PASSAGE SHOWN:
# # # # # # #

Apple’s $5 million book payment shows Sam Bankman-Fried is big business

Sam Bankman-Fried photographed leaving court in New York (Credit: Victor J. Blue—Bloomberg/Getty Images)

Who says crime doesn't pay? According to Hollywood site The Ankler, Apple paid author Michael Lewis $5 million for the rights to his book Going Infinite about super fraudster Sam Bankman-Fried—an unprecedented amount for an unpublished work and more than the $2 million studios paid for the first four books of Harry Potter.

Apple's record-breaking check shows Hollywood's ongoing interest in grifter tales—think of Hulu's The Dropout, about Elizabeth Holmes, and Netflix's Inventing Anna, about fake heiress Anna Delvey, among others. This reflects the public's fascination with celebrity criminals and also indicates there is a lot of money to be made for publishers and studios in telling their stories.

# # # # # # #

WORK INSTRUCTIONS: Write the next part of the article about Apple's payment for the Sam Bankman-Fried book, beginning after its last sentence. The records that come next are a separate set of material, unrelated to the text.

# # # # # # #

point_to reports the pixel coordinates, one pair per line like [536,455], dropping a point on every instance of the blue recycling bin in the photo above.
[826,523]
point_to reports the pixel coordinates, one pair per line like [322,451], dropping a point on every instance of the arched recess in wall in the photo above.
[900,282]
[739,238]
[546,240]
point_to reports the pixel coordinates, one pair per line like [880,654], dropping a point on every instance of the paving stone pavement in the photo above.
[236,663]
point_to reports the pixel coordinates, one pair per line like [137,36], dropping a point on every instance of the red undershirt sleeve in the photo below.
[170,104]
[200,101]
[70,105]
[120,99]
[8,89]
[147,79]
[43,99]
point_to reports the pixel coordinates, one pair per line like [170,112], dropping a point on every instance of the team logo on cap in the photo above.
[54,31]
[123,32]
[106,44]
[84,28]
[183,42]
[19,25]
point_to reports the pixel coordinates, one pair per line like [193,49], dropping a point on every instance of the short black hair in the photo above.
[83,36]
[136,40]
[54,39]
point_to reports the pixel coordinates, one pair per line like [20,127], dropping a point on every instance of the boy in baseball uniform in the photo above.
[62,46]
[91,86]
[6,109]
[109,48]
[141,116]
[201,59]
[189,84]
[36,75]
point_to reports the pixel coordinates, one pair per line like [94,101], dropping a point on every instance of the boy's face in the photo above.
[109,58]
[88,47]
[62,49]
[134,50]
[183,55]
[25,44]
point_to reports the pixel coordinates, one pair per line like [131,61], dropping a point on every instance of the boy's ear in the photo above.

# # # # # # #

RESULT BELOW:
Bankman-Fried appears to be the motherlode. As The Ankler notes, he has spawned eight separate film projects (including one with Mark Wahlberg and Fortune) and at least three books. Lewis's work is set to drop on Oct. 3, right after Number Go Up, a broader crypto book that features Bankman-Fried on the cover. The book's author, Bloomberg journalist Zeke Faux, published an excerpt this week and sniped at Lewis on X (fomerly Twitter) for a fawning interview with his subject that seemed "inappropriate for a journalist."

While all of this reflects just another example of America's celebrity industrial complex, it also raises interesting questions about Bankman-Fried himself. Namely, how long until the grifter extraordinaire seeks to get a piece of all this action?

Bankman-Fried had decided to cool his heels in a Brooklyn prison rather than plead guilty—a decision that is looking increasingly foolish as everyone in his inner circle at FTX, including his former girlfriend, has decided to cut a deal that likely involves throwing him under the bus. Still, by the time his trial set for October concludes, Bankman-Fried will be even more famous than he is now, and in America fame means money and celebrity.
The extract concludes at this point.